The task: Every record must be retyped exactly as it reads.

Data for the task Start Marker

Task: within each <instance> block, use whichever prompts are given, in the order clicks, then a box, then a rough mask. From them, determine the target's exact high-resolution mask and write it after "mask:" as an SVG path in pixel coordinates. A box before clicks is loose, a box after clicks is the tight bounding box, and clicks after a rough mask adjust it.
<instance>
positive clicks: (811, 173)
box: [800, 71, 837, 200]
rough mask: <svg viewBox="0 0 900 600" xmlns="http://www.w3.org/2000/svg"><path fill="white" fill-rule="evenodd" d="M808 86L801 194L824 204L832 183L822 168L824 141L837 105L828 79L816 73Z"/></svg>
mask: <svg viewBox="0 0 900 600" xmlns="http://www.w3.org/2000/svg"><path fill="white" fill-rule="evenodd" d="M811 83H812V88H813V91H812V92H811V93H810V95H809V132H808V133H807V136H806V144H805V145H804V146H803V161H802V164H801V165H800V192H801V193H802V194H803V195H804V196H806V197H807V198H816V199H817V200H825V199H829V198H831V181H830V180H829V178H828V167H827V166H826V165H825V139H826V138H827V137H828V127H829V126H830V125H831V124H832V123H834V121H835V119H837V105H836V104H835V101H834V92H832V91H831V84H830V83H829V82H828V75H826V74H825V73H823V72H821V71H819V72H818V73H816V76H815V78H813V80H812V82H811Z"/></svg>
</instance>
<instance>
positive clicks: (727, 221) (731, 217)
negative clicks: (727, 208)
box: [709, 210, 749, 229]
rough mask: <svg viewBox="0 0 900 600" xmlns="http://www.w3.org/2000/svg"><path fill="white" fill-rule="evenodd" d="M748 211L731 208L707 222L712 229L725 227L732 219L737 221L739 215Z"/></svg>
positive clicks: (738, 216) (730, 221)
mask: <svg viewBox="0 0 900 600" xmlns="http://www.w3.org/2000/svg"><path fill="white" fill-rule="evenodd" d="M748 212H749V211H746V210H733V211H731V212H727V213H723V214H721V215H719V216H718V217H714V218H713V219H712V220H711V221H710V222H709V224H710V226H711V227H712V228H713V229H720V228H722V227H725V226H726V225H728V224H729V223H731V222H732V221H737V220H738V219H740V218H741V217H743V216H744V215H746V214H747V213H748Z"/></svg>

Data for the task End Marker

Task solution:
Task: within each <instance> block, use whichever prompts are given, in the order clicks, then a box, then a rough mask. From them, determine the target's exact high-resolution mask and write it after "mask:" as an SVG path in pixel coordinates. A box before clicks is loose, a box after clicks is the tight bounding box, and clicks after a rough mask adjust it.
<instance>
positive clicks: (811, 173)
box: [800, 71, 837, 200]
rough mask: <svg viewBox="0 0 900 600" xmlns="http://www.w3.org/2000/svg"><path fill="white" fill-rule="evenodd" d="M808 86L801 194L824 204L832 183L822 168L824 141L837 105L828 79L816 73Z"/></svg>
mask: <svg viewBox="0 0 900 600" xmlns="http://www.w3.org/2000/svg"><path fill="white" fill-rule="evenodd" d="M811 83H812V88H813V91H812V92H811V93H810V95H809V132H808V133H807V136H806V144H805V145H804V146H803V161H802V164H801V165H800V192H801V193H802V194H803V195H804V196H806V197H807V198H816V199H817V200H825V199H829V198H831V181H830V180H829V178H828V167H827V166H826V165H825V139H826V138H827V137H828V127H829V126H830V125H831V124H832V123H834V121H835V119H837V105H836V104H835V101H834V92H832V91H831V84H830V83H829V82H828V75H826V74H825V73H823V72H821V71H819V72H818V73H816V76H815V78H813V80H812V82H811Z"/></svg>
</instance>
<instance>
positive clicks: (727, 221) (731, 217)
negative clicks: (727, 208)
box: [709, 210, 749, 229]
rough mask: <svg viewBox="0 0 900 600" xmlns="http://www.w3.org/2000/svg"><path fill="white" fill-rule="evenodd" d="M748 211L731 208L707 222L712 229L725 227L732 219L737 221L739 215Z"/></svg>
positive clicks: (738, 216) (730, 221)
mask: <svg viewBox="0 0 900 600" xmlns="http://www.w3.org/2000/svg"><path fill="white" fill-rule="evenodd" d="M748 212H749V211H746V210H733V211H731V212H727V213H723V214H721V215H719V216H718V217H714V218H713V219H712V220H711V221H710V222H709V224H710V226H711V227H712V228H713V229H720V228H722V227H725V226H726V225H728V224H729V223H731V222H732V221H737V220H738V219H740V218H741V217H743V216H744V215H746V214H747V213H748Z"/></svg>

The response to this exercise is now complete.